What is being asked: All of the entries need to be written out again, exactly as they are.

Information provided:

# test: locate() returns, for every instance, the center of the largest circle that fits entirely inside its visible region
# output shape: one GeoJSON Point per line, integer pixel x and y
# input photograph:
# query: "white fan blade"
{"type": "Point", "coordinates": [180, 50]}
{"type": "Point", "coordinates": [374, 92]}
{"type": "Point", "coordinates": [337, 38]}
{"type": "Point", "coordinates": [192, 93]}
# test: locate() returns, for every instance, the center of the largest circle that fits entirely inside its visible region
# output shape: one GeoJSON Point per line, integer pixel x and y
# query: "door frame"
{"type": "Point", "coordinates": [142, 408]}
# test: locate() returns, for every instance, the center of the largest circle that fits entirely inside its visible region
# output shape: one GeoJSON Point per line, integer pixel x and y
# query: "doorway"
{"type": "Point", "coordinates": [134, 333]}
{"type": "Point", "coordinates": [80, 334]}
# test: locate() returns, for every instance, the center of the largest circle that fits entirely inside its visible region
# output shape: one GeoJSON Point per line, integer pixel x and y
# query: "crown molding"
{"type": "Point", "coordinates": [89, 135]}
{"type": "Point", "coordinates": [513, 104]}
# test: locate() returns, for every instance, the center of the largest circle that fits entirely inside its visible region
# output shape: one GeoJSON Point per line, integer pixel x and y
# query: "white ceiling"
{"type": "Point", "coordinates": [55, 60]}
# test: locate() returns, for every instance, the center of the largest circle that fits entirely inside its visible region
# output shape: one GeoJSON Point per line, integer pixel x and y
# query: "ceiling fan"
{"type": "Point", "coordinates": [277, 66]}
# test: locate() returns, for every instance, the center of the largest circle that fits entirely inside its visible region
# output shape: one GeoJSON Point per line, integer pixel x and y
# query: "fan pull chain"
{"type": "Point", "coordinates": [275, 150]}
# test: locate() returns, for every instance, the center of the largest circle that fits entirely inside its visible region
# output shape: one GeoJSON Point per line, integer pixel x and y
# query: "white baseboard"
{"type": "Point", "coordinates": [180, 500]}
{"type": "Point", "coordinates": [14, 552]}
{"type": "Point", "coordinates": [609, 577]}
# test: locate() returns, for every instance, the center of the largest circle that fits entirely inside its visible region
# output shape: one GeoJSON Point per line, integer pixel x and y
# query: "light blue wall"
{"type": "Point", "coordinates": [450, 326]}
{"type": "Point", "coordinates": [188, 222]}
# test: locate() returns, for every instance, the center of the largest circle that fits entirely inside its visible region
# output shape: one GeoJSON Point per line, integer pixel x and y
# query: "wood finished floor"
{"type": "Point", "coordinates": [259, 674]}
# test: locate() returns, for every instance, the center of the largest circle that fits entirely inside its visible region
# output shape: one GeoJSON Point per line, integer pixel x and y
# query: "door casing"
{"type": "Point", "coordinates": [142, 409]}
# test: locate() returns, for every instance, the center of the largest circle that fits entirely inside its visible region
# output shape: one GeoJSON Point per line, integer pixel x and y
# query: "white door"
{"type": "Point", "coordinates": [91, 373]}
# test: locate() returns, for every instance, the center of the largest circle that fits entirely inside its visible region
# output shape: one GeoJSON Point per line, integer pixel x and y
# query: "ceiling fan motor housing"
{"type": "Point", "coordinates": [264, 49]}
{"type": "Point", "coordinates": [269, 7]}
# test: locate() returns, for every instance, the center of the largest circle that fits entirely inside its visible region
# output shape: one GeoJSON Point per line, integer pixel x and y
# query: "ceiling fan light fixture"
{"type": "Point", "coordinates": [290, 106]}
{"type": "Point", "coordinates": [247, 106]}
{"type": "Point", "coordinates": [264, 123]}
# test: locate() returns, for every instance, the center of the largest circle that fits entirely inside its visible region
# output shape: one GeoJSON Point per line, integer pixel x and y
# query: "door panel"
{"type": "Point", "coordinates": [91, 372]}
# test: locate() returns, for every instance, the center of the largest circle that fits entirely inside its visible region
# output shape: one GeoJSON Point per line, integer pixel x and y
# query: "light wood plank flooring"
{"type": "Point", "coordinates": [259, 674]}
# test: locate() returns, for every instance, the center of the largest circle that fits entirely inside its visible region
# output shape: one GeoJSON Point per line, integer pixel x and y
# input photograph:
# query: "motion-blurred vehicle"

Task solution:
# test: locate() returns, for every instance, the center of the largest circle that fits entirely inside its visible region
# output shape: one GeoJSON Point per line, integer pixel x and y
# input photograph:
# query: "white fan blade"
{"type": "Point", "coordinates": [180, 50]}
{"type": "Point", "coordinates": [374, 92]}
{"type": "Point", "coordinates": [337, 38]}
{"type": "Point", "coordinates": [192, 93]}
# test: locate() returns, for every instance, the center of the largest circle that fits entirely inside its visible region
# output shape: one GeoJSON Point per line, integer pixel x and y
# query: "door frame"
{"type": "Point", "coordinates": [142, 408]}
# test: locate() returns, for every instance, the center of the largest circle that fits entirely inside its visible region
# output shape: one GeoJSON Point per line, integer pixel x and y
# query: "doorway"
{"type": "Point", "coordinates": [134, 333]}
{"type": "Point", "coordinates": [80, 334]}
# test: locate() returns, for every instance, the center of the largest circle that fits entirely inside its visible region
# output shape: one GeoJSON Point per line, integer pixel x and y
# query: "crown molding"
{"type": "Point", "coordinates": [89, 135]}
{"type": "Point", "coordinates": [513, 104]}
# test: locate() returns, for every instance, the center of the largest circle that fits entirely inside its visible region
# output shape: one GeoJSON Point per line, integer pixel x and y
# query: "white ceiling"
{"type": "Point", "coordinates": [55, 60]}
# test: locate() returns, for every instance, the center of the largest circle that fits entirely inside its visible region
# output shape: one GeoJSON Point per line, integer pixel x and y
# query: "ceiling fan"
{"type": "Point", "coordinates": [277, 66]}
# test: locate() returns, for every instance, the center of the largest circle that fits entirely inside its visible region
# output shape: one GeoJSON Point per line, integer pixel x and y
# query: "fan pull chain"
{"type": "Point", "coordinates": [275, 150]}
# test: locate() returns, for every instance, the center of the largest circle that fits entirely inside its visible region
# output shape: one GeoJSON Point per line, integer pixel x and y
# query: "white baseboard"
{"type": "Point", "coordinates": [180, 500]}
{"type": "Point", "coordinates": [14, 552]}
{"type": "Point", "coordinates": [609, 577]}
# test: locate() returns, for every instance, the center of the largest circle that fits entirely inside its visible region
# output shape: one GeoJSON Point per line, integer pixel x and y
# query: "light blue wall"
{"type": "Point", "coordinates": [450, 326]}
{"type": "Point", "coordinates": [188, 222]}
# test: locate() returns, for every instance, the center of the largest circle that fits entirely inside its visible region
# output shape: one GeoJSON Point per line, integer pixel x and y
# query: "wood finished floor"
{"type": "Point", "coordinates": [259, 674]}
# test: locate() returns, for every instance, the center of the largest circle that fits entirely inside its visible region
# output shape: one GeoJSON Point per line, integer pixel x and y
# query: "door casing"
{"type": "Point", "coordinates": [142, 409]}
# test: locate() returns, for every instance, the center of the largest circle that fits entirely inside its visible region
# output shape: one GeoJSON Point per line, integer pixel x and y
# query: "white door"
{"type": "Point", "coordinates": [91, 373]}
# test: locate() returns, for every instance, the center of the largest circle that fits entirely inside its visible region
# output shape: one GeoJSON Point per line, integer pixel x and y
# query: "ceiling fan motor housing"
{"type": "Point", "coordinates": [264, 49]}
{"type": "Point", "coordinates": [269, 7]}
# test: locate() returns, for every instance, the center of the largest circle that fits entirely inside its visible region
# output shape: one GeoJSON Point per line, integer pixel x and y
# query: "ceiling fan light fixture"
{"type": "Point", "coordinates": [290, 106]}
{"type": "Point", "coordinates": [247, 106]}
{"type": "Point", "coordinates": [264, 123]}
# test: locate() returns, for every instance, the center of the largest circle that fits entirely inside its visible region
# output shape: one GeoJSON Point per line, integer pixel x and y
# query: "door panel"
{"type": "Point", "coordinates": [91, 372]}
# test: locate() returns, for every instance, the center of the largest circle that fits entirely inside its visible region
# output shape: one GeoJSON Point per line, integer pixel x and y
# query: "light wood plank flooring"
{"type": "Point", "coordinates": [259, 674]}
# test: locate() returns, for every instance, the center of the largest circle that fits entirely inside its visible region
# output shape: one GeoJSON Point per line, integer pixel x and y
# input photograph:
# query: "motion-blurred vehicle"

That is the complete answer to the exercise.